» **Exercise tasks**
1) Render this sentence from the interest rate hedging passage in Spanish: "The derivative instruments we use consist primarily of interest rate swaps and treasury locks."
2) Carry on the interest rate hedging passage from its final sentence.
* Start Extract provided *
Interest Rate Risk Hedging
     We use interest rate derivatives to hedge interest rate risk associated with anticipated debt issuances and in certain cases, outstanding debt instruments. The derivative instruments we use consist primarily of interest rate swaps and treasury locks. As of March 31, 2009, AOCI includes deferred losses that relate to terminated interest rate swaps and treasury locks that were designated for hedge accounting. These terminated interest rate swaps and treasury locks were cash settled in connection with the issuance and refinancing of debt agreements over the previous five years. The deferred loss related to these instruments is being amortized to interest expense over the original terms of the forecasted debt instruments.
     As of March 31, 2009, our outstanding interest rate derivatives consist of four interest rate swaps by which we receive fixed interest payments and pay floating-rate interest payments based on six-month LIBOR plus an average spread of 1.67% on a quarterly basis. The swaps have a combined notional amount of $80 million with a fixed rate of 7.13% and terminate in 2014. Beginning on June 15, 2009, the swaps are subject to a call option whereby our counterparties have the right to call the swaps for a fee of $3 million. Our outstanding interest rate swaps are not designated for hedge accounting. However, the interest rate swaps serve as an economic hedge in the event that market interest rates decline below the fixed interest rate of the underlying debt.
* End Extract provided *
* Start Entries shown *
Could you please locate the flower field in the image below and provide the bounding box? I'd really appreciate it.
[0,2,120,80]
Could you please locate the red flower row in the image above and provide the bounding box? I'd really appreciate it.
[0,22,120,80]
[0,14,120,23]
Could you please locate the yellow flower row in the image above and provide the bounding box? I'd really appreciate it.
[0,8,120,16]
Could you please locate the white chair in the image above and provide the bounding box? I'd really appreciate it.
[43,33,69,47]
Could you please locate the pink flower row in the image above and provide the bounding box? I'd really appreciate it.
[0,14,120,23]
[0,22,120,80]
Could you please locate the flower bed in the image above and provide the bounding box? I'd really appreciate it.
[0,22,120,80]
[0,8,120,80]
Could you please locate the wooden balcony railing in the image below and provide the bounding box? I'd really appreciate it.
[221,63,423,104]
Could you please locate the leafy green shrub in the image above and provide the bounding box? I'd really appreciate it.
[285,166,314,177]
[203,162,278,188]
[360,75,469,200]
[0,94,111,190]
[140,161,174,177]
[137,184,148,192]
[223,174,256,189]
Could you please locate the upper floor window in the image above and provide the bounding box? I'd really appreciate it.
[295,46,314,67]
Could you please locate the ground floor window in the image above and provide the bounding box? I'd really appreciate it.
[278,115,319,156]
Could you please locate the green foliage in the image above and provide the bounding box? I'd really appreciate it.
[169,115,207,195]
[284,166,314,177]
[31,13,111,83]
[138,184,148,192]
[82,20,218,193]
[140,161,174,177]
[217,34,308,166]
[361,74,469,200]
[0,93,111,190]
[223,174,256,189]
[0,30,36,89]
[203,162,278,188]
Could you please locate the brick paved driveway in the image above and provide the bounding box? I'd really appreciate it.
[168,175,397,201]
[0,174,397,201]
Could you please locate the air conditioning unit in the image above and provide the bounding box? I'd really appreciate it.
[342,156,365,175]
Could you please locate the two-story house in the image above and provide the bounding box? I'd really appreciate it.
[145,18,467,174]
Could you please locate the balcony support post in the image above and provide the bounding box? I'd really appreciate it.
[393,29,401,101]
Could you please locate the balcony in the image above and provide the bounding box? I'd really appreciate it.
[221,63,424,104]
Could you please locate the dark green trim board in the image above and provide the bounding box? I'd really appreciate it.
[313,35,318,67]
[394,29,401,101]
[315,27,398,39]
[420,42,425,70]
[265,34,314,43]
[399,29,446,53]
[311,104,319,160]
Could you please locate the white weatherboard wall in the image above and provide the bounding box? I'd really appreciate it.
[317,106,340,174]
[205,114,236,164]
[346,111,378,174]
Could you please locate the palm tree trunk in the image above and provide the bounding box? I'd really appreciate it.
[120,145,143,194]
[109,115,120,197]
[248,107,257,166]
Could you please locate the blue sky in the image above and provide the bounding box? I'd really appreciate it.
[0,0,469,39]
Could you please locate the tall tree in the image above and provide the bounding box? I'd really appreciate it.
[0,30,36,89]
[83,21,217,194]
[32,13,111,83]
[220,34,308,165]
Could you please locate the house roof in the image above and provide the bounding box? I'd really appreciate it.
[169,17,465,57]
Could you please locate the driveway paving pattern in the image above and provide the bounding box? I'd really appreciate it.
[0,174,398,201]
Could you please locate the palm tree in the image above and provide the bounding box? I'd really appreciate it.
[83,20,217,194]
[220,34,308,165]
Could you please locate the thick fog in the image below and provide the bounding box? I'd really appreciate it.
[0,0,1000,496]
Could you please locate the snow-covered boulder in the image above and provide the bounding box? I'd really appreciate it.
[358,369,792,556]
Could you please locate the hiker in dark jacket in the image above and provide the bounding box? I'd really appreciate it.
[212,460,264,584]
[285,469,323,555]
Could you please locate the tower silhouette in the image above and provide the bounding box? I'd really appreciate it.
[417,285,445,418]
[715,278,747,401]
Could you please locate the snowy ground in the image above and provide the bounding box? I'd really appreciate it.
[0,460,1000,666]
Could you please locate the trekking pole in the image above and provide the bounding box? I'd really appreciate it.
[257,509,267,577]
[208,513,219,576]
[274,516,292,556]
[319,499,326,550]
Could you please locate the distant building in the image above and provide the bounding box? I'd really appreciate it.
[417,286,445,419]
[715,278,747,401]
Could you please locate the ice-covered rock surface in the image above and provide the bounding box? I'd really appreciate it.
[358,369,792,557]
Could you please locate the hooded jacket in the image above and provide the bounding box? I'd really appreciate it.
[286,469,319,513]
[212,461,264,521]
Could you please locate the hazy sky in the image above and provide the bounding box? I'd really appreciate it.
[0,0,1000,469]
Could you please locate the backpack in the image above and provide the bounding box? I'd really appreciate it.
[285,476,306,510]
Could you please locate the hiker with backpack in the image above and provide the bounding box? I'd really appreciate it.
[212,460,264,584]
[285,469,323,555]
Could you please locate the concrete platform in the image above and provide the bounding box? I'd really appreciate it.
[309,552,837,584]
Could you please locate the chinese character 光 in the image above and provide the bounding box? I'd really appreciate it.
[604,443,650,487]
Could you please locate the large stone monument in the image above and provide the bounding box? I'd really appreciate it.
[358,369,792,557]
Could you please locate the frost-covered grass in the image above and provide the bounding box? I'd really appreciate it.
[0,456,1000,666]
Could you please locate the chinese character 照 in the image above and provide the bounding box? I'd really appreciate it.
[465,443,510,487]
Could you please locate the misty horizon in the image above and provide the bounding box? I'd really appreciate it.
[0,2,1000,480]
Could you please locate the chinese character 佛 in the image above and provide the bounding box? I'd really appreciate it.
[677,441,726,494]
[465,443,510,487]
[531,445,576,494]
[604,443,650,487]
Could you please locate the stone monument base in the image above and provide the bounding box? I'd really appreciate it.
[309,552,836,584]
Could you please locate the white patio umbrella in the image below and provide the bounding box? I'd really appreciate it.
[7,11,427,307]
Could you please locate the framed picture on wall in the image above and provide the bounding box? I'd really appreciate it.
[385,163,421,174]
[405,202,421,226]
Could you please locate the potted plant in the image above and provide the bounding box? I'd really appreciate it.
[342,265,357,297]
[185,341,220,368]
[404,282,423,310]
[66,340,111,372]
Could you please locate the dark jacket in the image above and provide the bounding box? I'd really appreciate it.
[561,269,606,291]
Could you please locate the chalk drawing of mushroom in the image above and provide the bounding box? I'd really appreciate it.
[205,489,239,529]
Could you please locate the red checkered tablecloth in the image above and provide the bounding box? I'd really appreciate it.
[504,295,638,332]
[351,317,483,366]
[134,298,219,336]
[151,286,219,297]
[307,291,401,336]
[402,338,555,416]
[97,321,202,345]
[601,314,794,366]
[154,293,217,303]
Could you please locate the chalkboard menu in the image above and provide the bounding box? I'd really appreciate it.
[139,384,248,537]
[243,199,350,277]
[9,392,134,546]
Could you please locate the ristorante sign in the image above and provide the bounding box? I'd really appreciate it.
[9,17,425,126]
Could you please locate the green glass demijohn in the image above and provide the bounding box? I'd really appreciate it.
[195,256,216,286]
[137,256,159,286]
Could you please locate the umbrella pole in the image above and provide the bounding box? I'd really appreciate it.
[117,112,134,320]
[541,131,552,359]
* End Entries shown *
» **Answers to the exercises**
1) Los instrumentos derivados que utilizamos consisten principalmente en permutas de tasas de interés y bloqueos de tasas del Tesoro.

2)
Currency Exchange Rate Risk Hedging
     We use foreign currency derivatives to hedge foreign currency risk associated with our exposure to fluctuations in the USD-to-CAD exchange rate. Because a significant portion of our Canadian business is conducted in CAD and, at times, a portion of our debt is denominated in CAD, we use certain financial instruments to minimize the risks of unfavorable changes in exchange rates. These instruments primarily include forward exchange contracts, swaps and options. As of March 31, 2009, AOCI includes deferred gains that relate to open and settled forward exchange contracts that were designated for hedge accounting. These forward exchange contracts hedge the cash flow variability associated with CAD-denominated interest payments on a CAD denominated intercompany note as a result of changes in the foreign exchange rate. The deferred gains related to these instruments are recognized as other income (expense) concurrent with the underlying CAD-denominated interest payments.
     As of March 31, 2009, our outstanding foreign currency derivatives also include derivatives used to hedge CAD-denominated crude oil purchases and sales. We may from time to time hedge the commodity price risk associated with a CAD-denominated commodity transaction with a USD-denominated commodity derivative. In conjunction with entering into the commodity derivative we enter into a foreign currency derivative to hedge the resulting foreign currency risk. These foreign currency derivatives are generally short-term in nature and are not designated for hedge accounting.
     At March 31, 2009, our open foreign exchange derivatives consisted of forward exchange contracts that exchange CAD for U.S. dollars on a net basis as follows (in millions):
                         
    CAD   U.S. Dollars   Average Exchange Rate
2009
  $ 24     $ 18     CAD $1.17 to US $1.00
2010
  $ 3     $ 3     CAD $1.01 to US $1.00
2011
  $ 3     $ 3     CAD $1.01 to US $1.00
2012
  $ 3     $ 3     CAD $1.01 to US $1.00
2013
  $ 9     $ 9     CAD $1.00 to US $1.00
     These financial instruments are placed with large, highly rated financial institutions.

F-13


 

Summary of Financial Impact
     The majority of our derivative activity relates to our commodity price risk hedging activities. Through these activities, we hedge our exposure to price fluctuations with respect to crude oil, LPG, natural gas and refined products, as well as with respect to expected purchases, sales and transportation of these commodities. The instruments that qualify for hedge accounting are designated as cash flow hedges. Therefore, the corresponding changes in fair value for the effective portion of the hedges are deferred to AOCI and recognized in earnings in the periods during which the underlying physical transactions occur. Derivatives that do not qualify for hedge accounting and the portion of cash flow hedges that is not highly effective, as defined in SFAS 133, in offsetting changes in cash flows of the hedged items, are marked-to-market in earnings each period.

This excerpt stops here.